# Assignment:
Reproduce word for word the part of the passage on Nietzsche and Jewish assimilation starting with "This was the root" and going on through "to its attainment.".

# Provided passage:
Why would the Jews be disposed to do this when they were not before? Nietzsche’s reasoning is, I believe, that, having achieved its final, secularized fruition in the modern, liberal culture, the slave revolt in morality has now lost its original raison d’être. For that against which it was first initiated no longer exists. With Western culture having been reduced to decadence, the Jews are no longer oppressed by any kind of master morality. And this positions them to reassert a modernized, secularized version of that morality themselves, thereby reviving the very beginnings of their national past. There can be a “creative” as opposed to “passive” assimilation of Jews in the midst of secularization because the Jews can abandon their formal Jewish precepts while retaining a consciousness of the ancient, pre-modern power-drive that is, in Nietzsche’s view, more basic to the Jewish identity than those precepts—which were just pragmatic adaptations to contingent historical circumstances. That drive could therefore serve as a basis for reviving ancient, life-affirming values in the midst of modern decadence, a vantage point from which the renunciatory asceticism that permeates modern culture could be critiqued and discredited. The true history of the monotheistic revolution remains in the Jewish cultural DNA at some level, and this permits the Jews to reverse falsifications for which their ancestors bear responsibility and which others today may be incapable of recognizing.

* The James C. Gaither fellowship, 2008-2010 should be understood in the context of this philosophical history. For I had assumed the role of the modern Jew who was, in furtherance of Nietzsche’s vision, seeking to pay my debt to European culture from what my priestly ancestors had done to it. The repayment was, of course, my assault against the CASBS Ideology, one of the modern, “enlightened” ideas which the Jews must help European culture overcome. The Jews can be of such assistance precisely because, lying as they do at the earliest origins of these ideas, they are positioned to recognize their historical contingency and cultural artificiality. While Jews are at the vanguard of modern ideas, they also enjoy a certain distance from these that is unavailable to those whose ancestors unthinkingly swallowed the bait of Christianity. And it was precisely this distance that I was endeavoring to articulate through Conservative Claims of Cultural Oppression. For it was by means of this project that I was endeavoring to step outside the buffered identity, the ultimate consequence of the monotheistic revolution in the West. And this would, as I have explained, permit a critique of the CASBS Ideology, the rationalization of intellectual life, from whose spiritual foundations I had extricated myself after August 2009. The August epiphany was, in a sense, the point at which I ceased acting as a décadent in order to instead challenge academia’s décadence values. While I was indeed seeking to “mingle with other European peoples,” as Yovel says, involving myself in European affairs “as my own,” I was endeavoring to do so through the “creative assimilation” that challenged modern ideas rather than through “the usual, passive, and imitative Jewish assimilation” that unreflectively embraced them.
This was the root of all my difficulties at Stanford. For my mentors, on the other hand, were precisely these kinds of Jews, and so would urge the usual, passive and imitative assimilation upon me. This was the meaning of Joe’s and Barbara’s advice, the object of which was to assimilate me into academia by turning me into yet another “highly intelligent, productive, provocative scholar.” And so I was, just like my ancestors, “placed in impossible circumstances.” I wanted an academic career but also wanted to achieve it on my own terms, when the truth was that I would have to acquiesce in the CASBS Ideology in order to obtain its rewards. The very thing that made an academic career attractive—thinking for oneself—also posed what appeared like an insurmountable obstacle to its attainment.

Stored data
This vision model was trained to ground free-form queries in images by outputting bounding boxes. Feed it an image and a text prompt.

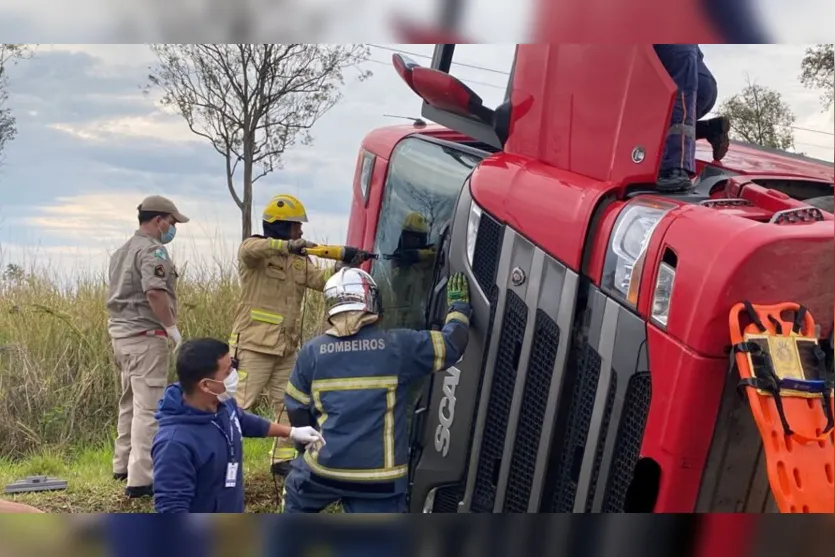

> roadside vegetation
[0,256,332,513]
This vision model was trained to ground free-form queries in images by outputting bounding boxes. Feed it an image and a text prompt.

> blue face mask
[159,224,177,244]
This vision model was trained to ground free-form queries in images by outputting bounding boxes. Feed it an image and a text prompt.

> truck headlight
[602,199,677,308]
[650,261,676,328]
[467,201,482,267]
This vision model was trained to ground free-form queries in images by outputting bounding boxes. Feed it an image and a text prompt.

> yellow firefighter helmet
[262,194,307,223]
[403,211,429,234]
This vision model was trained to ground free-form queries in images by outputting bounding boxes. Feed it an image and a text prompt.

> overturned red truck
[348,44,835,513]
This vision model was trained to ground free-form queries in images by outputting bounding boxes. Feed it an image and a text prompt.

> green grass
[0,439,288,513]
[0,253,334,513]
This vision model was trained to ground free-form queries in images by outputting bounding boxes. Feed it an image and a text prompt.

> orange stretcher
[730,302,835,513]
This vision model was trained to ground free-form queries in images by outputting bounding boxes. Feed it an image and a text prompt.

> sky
[0,44,835,280]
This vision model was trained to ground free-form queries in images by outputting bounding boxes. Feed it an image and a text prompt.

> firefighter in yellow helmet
[383,211,435,329]
[229,195,369,475]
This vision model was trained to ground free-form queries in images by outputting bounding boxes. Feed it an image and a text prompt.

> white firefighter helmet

# Exercise response:
This was the root of all my difficulties at Stanford. For my mentors, on the other hand, were precisely these kinds of Jews, and so would urge the usual, passive and imitative assimilation upon me. This was the meaning of Joe’s and Barbara’s advice, the object of which was to assimilate me into academia by turning me into yet another “highly intelligent, productive, provocative scholar.” And so I was, just like my ancestors, “placed in impossible circumstances.” I wanted an academic career but also wanted to achieve it on my own terms, when the truth was that I would have to acquiesce in the CASBS Ideology in order to obtain its rewards. The very thing that made an academic career attractive—thinking for oneself—also posed what appeared like an insurmountable obstacle to its attainment.